* **TEXT BLOCK**:

--------------------------------

Contract repudiation and breach 
 Nonconforming goods—If non-conforming goods are sent with a note of accommodation, such tender is construed as a counteroffer, and if accepted, forms a new contract and binds the buyer at previous contract price. If the seller refuses to conform and the buyer does not accept, the buyer must return all non conforming goods at sellers expense within thirty days of receipt.
 Perfect tender—The buyer however does have a right of "perfect tender" and can accept all, reject all, or accept conforming goods and reject the rest; within a reasonable time after delivery but before acceptance, he must notify the seller of the rejection. If the buyer does not give a specific reason (defect), he cannot rely on the reason later, in legal proceedings (akin to the cure before cover rationale). Also, the contract is not breached per se if the seller delivered the non-conforming goods, however offensive, before the date of performance has hit.
 "Reasonable time/good faith", four weeks' minimum lead time, standard—Such standard is required from a party to a contract indefinite as to time, or made indefinite by waiver of original provisions.
 Requirements/Output contracts—The UCC provides protection against disproportionate demands, but must meet the "good faith" requirement.
 Reasonable grounds for insecurity—In a situation with a threat of non-performance, the other part may suspend its own performance and demand assurances in writing. If assurance is not provided "within a reasonable time not exceeding 30 days", the contract is repudiated.
 Battle of forms—New terms will be incorporated into the agreement unless:
 the offer is limited to its own terms, 
 they materially alter the original terms (limit liability etc.),  
 the first party objects to new terms in a timely manner, or the first party has already objected to new terms. Whether the new terms "materially alter" the original offer may depend on the nature of the item (e.g. a delay in delivery of nails is not the same as for fish).
 Battle of forms—A written confirmation of an offer sent within a reasonable time operates as an acceptance even though it states terms that are additional to or different from those offered, unless acceptance is expressly made conditional to the additions.
 Statute of frauds as applicable to the sale of goods—The actual contract does not need to be in writing. Just some note or memo must be in writing and signed. However, the UCC exception to the signature requirement is where written confirmation is received and not objected to within 10 days.
 Cure/cover—The buyer must give the seller time to cure the defective shipment before seeking cover.
 FOB place of business—The seller assumes risk of loss until the goods are placed on a carrier. FOB destination: the seller assumes risk of loss until the shipment arrives at its destination. If the contract leaves out the delivery place, it is the seller's place of business.
 Risk of loss—Equitable conversion does not apply. In the sale of specific goods, the risk of loss lies with the seller until tender. Generally, the seller bears risk of loss until the buyer takes physical possession of the goods (the opposite of realty).
 Reclamation—Successful reclamation of goods excludes all other remedies with respect to the goods. The seller can reclaim goods upon demand within 20 days after the buyer receives them if the seller discovers that the buyer received the goods while insolvent.
 Rightfully rejected goods—A merchant buyer may follow reasonable instructions of the seller to reject the goods. If no such instructions are given, the buyer may make a reasonable effort to sell them, and the buyer/bailee is entitled to 10% of the gross proceeds.
 Implied warranty of fitness—Implied warranty of fitness arises when the seller knows the buyer is relying upon the seller's expertise in choosing goods. Implied warranty of merchantability: every sale of goods fit for ordinary purposes. Express warranties: arise from any statement of fact of promise.

--------------------------------

* **SET EXERCISE 1**:
According to the notes on contract repudiation and breach, within what time must written assurance be provided before the contract is considered repudiated?

* **INPUT**:
--------------------------------

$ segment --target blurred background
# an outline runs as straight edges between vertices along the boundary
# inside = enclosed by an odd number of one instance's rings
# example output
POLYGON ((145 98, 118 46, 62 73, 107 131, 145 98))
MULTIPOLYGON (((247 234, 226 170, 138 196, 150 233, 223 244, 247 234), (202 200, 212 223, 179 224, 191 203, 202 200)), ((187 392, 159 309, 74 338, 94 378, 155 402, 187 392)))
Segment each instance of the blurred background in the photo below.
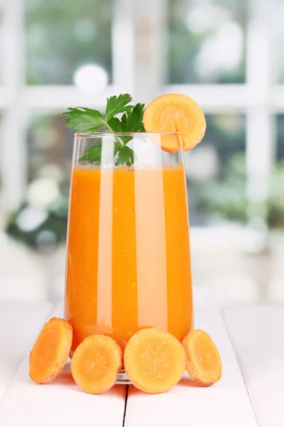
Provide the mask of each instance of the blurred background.
POLYGON ((0 1, 0 300, 64 292, 72 132, 58 113, 178 92, 198 304, 284 303, 284 1, 0 1))

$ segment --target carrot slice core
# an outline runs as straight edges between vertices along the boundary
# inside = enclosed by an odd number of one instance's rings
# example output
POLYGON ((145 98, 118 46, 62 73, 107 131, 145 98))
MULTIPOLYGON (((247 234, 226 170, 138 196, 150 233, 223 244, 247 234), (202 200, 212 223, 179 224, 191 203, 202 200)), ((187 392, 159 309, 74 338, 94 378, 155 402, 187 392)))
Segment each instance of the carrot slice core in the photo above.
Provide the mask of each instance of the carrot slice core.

--------------------------------

* **SET EXERCISE 2**:
Copy the records word for word from their start through the line containing "POLYGON ((0 1, 0", including that line, and leave out the pictures.

* **WRITTEN RESPONSE 1**:
Within a reasonable time not exceeding 30 days.

* **WRITTEN RESPONSE 2**:
$ segment --target blurred background
# an outline runs as straight edges between vertices along the boundary
# inside = enclosed by an odd number of one instance's rings
# example output
POLYGON ((145 98, 118 46, 62 73, 107 131, 145 98))
MULTIPOLYGON (((247 234, 226 170, 138 196, 150 233, 223 244, 247 234), (202 200, 212 223, 179 224, 191 203, 202 200)), ((187 392, 159 309, 74 338, 94 378, 155 402, 187 392)))
Segment each instance of the blurred background in the photo below.
Provide the mask of each instance of the blurred background.
POLYGON ((0 1, 0 300, 64 292, 72 132, 58 113, 178 92, 198 304, 284 303, 284 1, 0 1))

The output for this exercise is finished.